#### [Try it]
Your result should be every line of the records below that contains the word "chair".

(Collected data)
-.-.-

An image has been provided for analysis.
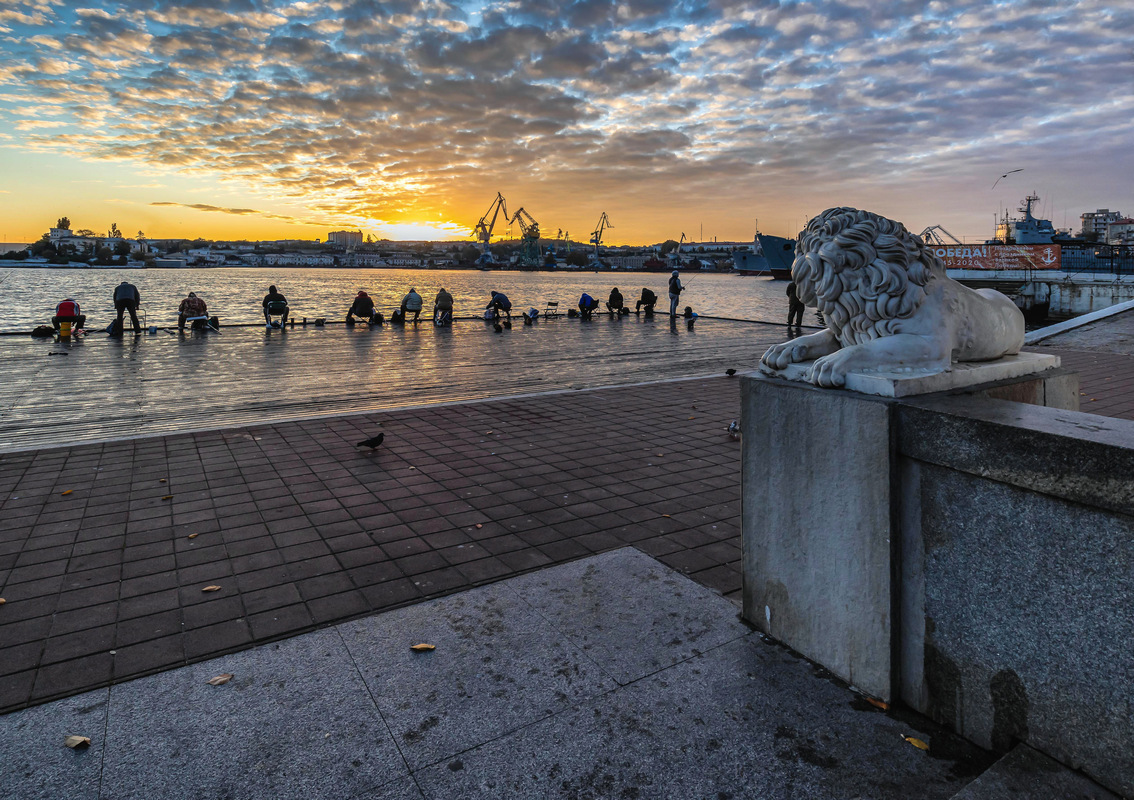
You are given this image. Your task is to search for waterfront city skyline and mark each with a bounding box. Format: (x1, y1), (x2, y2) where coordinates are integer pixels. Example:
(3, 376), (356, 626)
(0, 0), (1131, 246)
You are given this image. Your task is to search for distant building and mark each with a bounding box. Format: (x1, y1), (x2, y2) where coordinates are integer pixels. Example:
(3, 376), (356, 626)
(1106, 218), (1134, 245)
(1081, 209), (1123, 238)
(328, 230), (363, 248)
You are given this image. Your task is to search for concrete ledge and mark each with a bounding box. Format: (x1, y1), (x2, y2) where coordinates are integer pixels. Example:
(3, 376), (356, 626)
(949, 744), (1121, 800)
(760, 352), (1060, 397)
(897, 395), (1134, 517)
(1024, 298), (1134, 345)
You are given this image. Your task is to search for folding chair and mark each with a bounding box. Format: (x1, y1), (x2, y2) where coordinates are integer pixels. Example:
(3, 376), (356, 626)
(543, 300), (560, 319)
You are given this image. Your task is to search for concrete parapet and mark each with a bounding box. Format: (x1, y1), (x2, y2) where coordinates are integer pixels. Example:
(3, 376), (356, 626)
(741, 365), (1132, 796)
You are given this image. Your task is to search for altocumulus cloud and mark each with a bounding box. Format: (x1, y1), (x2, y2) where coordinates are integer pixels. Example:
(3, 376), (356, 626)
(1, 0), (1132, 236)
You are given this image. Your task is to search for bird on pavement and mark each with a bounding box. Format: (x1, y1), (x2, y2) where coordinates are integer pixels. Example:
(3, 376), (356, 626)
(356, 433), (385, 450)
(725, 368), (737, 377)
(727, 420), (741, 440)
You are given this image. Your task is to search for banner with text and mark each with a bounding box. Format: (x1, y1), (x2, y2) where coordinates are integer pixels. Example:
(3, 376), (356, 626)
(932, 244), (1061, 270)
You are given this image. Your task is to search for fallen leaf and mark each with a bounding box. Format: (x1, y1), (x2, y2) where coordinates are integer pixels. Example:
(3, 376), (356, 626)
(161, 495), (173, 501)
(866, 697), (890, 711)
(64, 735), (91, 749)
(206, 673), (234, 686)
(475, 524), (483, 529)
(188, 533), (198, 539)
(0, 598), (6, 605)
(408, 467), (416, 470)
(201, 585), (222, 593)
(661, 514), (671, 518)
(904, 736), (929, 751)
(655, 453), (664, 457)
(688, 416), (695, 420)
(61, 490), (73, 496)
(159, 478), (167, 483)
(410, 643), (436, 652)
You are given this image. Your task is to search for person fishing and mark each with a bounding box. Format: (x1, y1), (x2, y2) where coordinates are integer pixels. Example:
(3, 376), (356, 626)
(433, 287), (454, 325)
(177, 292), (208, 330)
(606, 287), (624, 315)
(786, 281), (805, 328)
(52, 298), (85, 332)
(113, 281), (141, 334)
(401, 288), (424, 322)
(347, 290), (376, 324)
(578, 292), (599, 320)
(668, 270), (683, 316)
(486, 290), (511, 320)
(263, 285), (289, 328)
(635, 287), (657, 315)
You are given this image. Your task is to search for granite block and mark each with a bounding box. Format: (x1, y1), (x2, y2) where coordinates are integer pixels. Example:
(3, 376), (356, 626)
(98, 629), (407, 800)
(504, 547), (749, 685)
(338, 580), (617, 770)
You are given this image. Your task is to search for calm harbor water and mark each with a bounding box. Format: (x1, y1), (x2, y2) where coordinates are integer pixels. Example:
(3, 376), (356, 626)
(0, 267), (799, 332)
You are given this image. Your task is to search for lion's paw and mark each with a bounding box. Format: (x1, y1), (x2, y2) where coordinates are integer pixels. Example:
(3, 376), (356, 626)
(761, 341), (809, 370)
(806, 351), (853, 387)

-.-.-

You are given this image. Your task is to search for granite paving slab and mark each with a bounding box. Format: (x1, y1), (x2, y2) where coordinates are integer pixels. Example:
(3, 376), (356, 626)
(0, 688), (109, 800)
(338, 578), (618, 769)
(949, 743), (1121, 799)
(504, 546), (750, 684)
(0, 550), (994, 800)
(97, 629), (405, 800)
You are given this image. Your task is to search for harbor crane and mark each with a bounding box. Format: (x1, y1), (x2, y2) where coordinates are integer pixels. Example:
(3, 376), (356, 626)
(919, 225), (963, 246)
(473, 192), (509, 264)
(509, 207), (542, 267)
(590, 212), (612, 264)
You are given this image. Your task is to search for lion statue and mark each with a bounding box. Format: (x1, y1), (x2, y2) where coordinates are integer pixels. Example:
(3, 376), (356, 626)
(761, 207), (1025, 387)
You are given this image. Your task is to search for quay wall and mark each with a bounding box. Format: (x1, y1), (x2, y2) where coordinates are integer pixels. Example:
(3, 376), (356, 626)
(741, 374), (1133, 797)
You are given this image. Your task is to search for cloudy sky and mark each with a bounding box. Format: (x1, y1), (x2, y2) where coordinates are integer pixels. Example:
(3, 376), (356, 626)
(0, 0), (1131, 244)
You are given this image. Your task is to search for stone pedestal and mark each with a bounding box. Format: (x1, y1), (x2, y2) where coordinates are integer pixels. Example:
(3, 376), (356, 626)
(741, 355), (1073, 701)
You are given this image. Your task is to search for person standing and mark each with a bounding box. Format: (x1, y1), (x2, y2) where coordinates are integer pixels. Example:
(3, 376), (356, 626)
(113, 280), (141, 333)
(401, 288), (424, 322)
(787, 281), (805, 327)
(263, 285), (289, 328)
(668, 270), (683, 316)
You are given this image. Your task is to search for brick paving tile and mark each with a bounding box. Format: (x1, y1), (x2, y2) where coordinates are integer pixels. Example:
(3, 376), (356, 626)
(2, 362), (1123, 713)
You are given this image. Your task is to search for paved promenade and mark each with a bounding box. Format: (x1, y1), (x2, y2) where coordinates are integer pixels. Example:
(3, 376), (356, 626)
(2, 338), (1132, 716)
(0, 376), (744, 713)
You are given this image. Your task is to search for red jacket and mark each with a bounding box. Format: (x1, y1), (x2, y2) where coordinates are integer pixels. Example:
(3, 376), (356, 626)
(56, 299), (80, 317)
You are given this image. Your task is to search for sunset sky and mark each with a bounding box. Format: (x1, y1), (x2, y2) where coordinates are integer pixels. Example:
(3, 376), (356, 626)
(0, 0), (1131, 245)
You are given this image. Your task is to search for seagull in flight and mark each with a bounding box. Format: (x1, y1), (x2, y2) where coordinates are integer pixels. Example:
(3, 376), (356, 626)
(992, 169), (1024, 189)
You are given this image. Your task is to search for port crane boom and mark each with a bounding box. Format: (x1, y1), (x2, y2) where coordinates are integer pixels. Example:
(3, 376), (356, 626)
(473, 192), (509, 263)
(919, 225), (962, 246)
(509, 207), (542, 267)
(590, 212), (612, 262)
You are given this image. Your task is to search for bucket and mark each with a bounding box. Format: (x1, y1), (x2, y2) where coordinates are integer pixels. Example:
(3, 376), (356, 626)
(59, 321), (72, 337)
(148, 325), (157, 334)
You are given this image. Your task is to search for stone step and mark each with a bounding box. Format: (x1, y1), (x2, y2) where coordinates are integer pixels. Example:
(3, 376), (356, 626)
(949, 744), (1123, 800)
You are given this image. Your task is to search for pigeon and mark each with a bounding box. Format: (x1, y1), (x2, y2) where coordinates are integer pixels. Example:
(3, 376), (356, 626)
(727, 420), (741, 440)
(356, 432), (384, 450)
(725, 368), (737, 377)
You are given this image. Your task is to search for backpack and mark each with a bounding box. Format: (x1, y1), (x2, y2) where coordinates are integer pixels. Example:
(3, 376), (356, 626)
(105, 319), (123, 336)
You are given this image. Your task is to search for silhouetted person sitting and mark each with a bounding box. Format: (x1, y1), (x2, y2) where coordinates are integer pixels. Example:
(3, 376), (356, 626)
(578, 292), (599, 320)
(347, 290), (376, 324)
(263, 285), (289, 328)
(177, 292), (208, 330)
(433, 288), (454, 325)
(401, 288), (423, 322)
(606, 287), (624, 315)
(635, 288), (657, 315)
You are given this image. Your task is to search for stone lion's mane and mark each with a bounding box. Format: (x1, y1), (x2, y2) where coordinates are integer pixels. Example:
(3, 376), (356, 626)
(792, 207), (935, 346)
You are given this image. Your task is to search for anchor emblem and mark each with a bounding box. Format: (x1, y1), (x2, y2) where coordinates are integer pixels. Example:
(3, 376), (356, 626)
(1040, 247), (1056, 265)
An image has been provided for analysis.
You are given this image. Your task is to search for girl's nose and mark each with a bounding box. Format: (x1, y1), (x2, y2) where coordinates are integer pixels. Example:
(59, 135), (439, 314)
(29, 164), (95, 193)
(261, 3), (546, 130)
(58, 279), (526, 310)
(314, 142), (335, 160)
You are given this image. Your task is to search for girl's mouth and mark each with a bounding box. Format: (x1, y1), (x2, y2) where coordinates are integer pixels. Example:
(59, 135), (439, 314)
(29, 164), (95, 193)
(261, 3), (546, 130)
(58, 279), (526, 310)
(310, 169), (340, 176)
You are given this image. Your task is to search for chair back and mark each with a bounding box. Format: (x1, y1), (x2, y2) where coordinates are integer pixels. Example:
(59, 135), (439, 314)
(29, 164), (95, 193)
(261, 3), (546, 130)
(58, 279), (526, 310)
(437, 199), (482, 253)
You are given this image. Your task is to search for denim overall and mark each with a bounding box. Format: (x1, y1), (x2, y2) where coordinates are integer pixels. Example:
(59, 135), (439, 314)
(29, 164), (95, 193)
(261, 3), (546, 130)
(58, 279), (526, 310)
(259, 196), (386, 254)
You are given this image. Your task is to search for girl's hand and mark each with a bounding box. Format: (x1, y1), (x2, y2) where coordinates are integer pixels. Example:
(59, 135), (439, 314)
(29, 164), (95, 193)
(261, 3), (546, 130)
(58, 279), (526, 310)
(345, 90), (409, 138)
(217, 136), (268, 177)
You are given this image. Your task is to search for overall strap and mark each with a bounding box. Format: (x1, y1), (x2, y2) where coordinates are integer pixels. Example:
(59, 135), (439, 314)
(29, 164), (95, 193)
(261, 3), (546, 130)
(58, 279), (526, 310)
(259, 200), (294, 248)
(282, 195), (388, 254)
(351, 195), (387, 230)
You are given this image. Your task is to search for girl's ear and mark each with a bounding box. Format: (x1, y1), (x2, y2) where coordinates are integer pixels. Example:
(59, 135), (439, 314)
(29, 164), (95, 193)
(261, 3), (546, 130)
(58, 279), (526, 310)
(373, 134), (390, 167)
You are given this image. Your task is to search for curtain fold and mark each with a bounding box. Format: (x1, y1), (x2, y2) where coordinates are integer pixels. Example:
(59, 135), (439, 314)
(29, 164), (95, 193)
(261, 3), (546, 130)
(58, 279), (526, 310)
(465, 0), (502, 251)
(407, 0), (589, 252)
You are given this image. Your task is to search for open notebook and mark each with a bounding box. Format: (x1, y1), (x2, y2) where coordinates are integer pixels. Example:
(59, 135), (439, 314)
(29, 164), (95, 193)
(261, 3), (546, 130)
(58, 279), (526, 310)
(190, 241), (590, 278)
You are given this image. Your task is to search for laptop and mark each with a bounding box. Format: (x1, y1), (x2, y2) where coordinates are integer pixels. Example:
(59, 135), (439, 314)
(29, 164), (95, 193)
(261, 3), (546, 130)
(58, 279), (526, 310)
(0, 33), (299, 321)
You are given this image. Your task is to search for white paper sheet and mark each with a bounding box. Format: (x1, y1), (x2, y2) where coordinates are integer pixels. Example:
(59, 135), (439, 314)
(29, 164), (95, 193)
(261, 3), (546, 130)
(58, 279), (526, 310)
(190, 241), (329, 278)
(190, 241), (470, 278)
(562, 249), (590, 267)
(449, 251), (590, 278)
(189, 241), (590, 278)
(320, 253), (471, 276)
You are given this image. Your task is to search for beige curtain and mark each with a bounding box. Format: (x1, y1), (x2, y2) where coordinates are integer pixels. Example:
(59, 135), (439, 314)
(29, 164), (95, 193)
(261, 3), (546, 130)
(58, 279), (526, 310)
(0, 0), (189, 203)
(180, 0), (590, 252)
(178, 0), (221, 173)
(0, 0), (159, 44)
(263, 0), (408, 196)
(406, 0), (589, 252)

-.-.-

#### [Response area]
You are given this image. Your task is to search for folding chair and mark each with a bounding box. Format: (x1, y1), (x2, y2) where coordinates are integer pixels. Example:
You are given this image. Your task is to search for chair back and mark each with a bounding box. Format: (x1, y1), (x2, y2) where coordinates are integer pixels. Example:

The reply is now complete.